WHAT IS BEING ASKED: Quote the entries that follow exactly, leaving none out.

WORKING DATA:
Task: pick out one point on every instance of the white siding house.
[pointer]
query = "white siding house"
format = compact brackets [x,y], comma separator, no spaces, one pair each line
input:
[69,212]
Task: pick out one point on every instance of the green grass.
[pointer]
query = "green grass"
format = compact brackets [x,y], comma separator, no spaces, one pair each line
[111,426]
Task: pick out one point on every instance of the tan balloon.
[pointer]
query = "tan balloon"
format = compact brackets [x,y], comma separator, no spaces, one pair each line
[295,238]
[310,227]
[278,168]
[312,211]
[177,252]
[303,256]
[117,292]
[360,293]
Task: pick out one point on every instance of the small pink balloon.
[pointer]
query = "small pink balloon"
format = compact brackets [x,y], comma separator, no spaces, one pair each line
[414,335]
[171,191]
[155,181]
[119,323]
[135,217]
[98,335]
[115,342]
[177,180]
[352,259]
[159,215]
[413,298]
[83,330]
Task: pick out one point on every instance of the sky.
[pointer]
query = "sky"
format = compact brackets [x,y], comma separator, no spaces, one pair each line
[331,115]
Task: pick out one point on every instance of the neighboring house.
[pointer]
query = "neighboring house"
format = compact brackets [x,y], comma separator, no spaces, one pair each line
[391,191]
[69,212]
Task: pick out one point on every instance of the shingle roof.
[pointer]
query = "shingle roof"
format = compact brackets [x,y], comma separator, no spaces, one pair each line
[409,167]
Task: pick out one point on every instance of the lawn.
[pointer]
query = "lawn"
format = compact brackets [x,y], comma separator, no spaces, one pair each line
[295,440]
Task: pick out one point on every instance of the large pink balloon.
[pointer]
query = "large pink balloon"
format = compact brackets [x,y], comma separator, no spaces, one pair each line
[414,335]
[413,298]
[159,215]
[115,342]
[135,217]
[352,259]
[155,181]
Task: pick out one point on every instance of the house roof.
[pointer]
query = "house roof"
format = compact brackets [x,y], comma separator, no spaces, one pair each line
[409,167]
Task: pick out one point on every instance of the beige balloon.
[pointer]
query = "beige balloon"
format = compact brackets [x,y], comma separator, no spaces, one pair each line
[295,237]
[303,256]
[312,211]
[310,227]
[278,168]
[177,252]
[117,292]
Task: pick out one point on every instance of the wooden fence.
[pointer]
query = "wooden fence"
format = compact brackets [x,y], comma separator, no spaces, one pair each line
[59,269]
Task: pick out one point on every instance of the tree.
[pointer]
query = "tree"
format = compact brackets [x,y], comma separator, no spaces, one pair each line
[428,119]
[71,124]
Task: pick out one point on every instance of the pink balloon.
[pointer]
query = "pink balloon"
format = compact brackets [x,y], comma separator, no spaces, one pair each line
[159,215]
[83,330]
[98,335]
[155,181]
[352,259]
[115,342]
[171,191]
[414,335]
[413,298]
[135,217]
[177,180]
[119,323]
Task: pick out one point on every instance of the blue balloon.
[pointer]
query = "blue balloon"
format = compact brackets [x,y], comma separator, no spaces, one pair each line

FINISHED ANSWER:
Task: pick out one point on every instance of the white siding house.
[pointer]
query = "white siding house"
format = compact brackets [x,y], comma separator, no spaces, one pair each line
input:
[69,212]
Task: pick out one point on every instance of the green grass.
[pointer]
query = "green grass"
format = compact brackets [x,y], comma separator, no spaces, one pair each line
[111,426]
Task: pick out one point on every instance of the tan balloon.
[pointer]
query = "tan balloon"
format = compact brackets [x,y], comma separator, no spaces, one pair each line
[295,238]
[310,227]
[278,168]
[312,211]
[177,252]
[303,256]
[117,292]
[360,293]
Task: pick out one point on every instance of the small pink balloon.
[pointer]
query = "small pink balloon"
format = compact brackets [x,y], comma separator, no spaces, one pair each line
[414,335]
[171,191]
[155,181]
[119,323]
[135,217]
[98,335]
[115,342]
[177,180]
[352,259]
[159,215]
[413,298]
[83,330]
Task: pick out one point on every instance of the sky.
[pointer]
query = "sky"
format = compact brackets [x,y], comma separator, no spaces, one pair each line
[331,115]
Task: pick out one point on every instance of the neighboring house.
[pointer]
query = "neighboring house"
format = compact brackets [x,y], comma separator, no spaces, one pair each line
[391,191]
[69,212]
Task: pick out one point on every instance of the shingle roof.
[pointer]
query = "shingle roof"
format = compact brackets [x,y], comma separator, no spaces, one pair each line
[409,167]
Task: pick out one point on every instance of the lawn.
[pointer]
query = "lawn"
format = compact brackets [x,y], comma separator, no spaces, one pair each line
[295,440]
Task: pick out one point on every instance of the large pink balloon.
[pointer]
query = "large pink balloon"
format = compact brackets [x,y], comma separator, no spaces, one pair each line
[414,335]
[413,298]
[159,215]
[115,342]
[135,217]
[352,259]
[155,181]
Task: pick out one point on every instance of the house roof.
[pointer]
query = "house roof"
format = compact brackets [x,y], comma separator, no spaces, one pair each line
[409,167]
Task: pick out one point on every instance of the beige balloon.
[pointer]
query = "beige balloon"
format = compact brackets [x,y], comma separator, no spaces, one pair each line
[295,237]
[303,256]
[312,211]
[310,227]
[278,168]
[177,252]
[117,292]
Task: pick out one point on every instance of the wooden fence.
[pointer]
query = "wooden fence"
format = compact brackets [x,y], comma separator, no spaces, one pair each line
[59,269]
Task: pick out one point on every instance of the tree.
[pointer]
query = "tree"
format = compact brackets [x,y], comma separator, no spaces, one pair each line
[428,119]
[71,124]
Task: pick out one point on every instance of the pink balloon.
[pointer]
query = "pink balloon"
format = compact brackets [x,y], comma separator, no spaces, one pair each line
[159,215]
[83,330]
[98,335]
[155,181]
[352,259]
[115,342]
[171,191]
[414,335]
[413,298]
[135,217]
[177,180]
[119,323]
Task: pick out one point on every instance of the blue balloon.
[pointer]
query = "blue balloon"
format = compact brackets [x,y], comma separator, no spaces, one pair each line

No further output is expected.